SHORT PROBLEM:
Exactly the lines from the one containing "Target: held hands" through the final line of the listing are to be retyped, and nothing more.

[START DATA PROVIDED]

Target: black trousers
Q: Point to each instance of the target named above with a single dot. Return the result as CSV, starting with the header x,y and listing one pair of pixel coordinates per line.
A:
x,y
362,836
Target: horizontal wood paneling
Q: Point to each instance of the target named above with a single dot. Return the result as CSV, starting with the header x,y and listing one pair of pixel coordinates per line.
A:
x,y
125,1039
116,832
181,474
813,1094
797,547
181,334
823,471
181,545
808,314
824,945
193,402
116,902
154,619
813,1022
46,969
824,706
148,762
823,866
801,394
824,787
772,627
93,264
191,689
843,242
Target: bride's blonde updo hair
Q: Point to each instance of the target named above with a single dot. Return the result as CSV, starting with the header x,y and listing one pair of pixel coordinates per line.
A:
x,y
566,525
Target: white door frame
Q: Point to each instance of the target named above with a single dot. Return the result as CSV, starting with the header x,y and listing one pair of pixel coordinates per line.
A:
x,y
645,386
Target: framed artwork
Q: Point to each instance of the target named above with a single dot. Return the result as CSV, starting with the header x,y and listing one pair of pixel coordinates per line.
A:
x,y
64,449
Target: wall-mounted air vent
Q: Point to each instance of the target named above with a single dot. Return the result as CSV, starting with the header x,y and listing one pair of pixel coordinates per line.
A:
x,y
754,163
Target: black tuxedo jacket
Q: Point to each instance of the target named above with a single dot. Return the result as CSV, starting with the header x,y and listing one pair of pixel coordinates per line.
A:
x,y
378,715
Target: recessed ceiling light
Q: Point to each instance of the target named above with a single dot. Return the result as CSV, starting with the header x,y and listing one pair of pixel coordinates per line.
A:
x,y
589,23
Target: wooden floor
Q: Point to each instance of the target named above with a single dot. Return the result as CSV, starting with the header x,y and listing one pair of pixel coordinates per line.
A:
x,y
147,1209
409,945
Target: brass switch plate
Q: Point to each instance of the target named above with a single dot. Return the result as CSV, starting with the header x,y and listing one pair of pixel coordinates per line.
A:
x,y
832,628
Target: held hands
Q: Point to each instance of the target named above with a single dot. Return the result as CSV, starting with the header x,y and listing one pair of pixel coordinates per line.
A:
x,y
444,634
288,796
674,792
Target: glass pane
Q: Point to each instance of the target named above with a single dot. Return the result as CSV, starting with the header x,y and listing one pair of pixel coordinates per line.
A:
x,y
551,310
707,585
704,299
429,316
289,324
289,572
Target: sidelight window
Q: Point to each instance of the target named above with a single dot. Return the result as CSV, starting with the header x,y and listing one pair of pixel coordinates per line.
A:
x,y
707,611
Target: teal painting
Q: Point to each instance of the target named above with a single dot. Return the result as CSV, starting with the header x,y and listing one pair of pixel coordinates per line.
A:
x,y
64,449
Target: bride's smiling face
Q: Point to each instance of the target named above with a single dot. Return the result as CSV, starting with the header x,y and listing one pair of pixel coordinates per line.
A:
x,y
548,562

[END DATA PROVIDED]

RESULT:
Target: held hands
Q: Point to each instance of the target named above with a single dot. Return the result as CSV, starting with the header x,y and listing one pair of pixel coordinates per line.
A:
x,y
444,634
288,796
674,792
Target: glass pane
Q: Point to each instance of the target named above with a single dot. Return the result as CSV, starting with the header x,y and listing one pair of pixel coordinates per line.
A:
x,y
551,310
707,585
704,299
429,316
289,324
289,572
Target: sidelight window
Q: Point to each instance of the target named above with a single dot. Return the result as CSV, starting with the header x,y and listing one pair of pixel coordinates per line.
A:
x,y
707,611
Target: teal painting
Q: Point to each instance of the target named above with a single dot. Return the result as CSV, starting with the header x,y and listing one pair of pixel coordinates per line.
A:
x,y
64,449
Target: bride's smiling face
Q: Point to each instance of the target named above with a single dot. Return the result as CSV, starting with the header x,y and listing one pair of pixel coordinates per line.
A:
x,y
548,562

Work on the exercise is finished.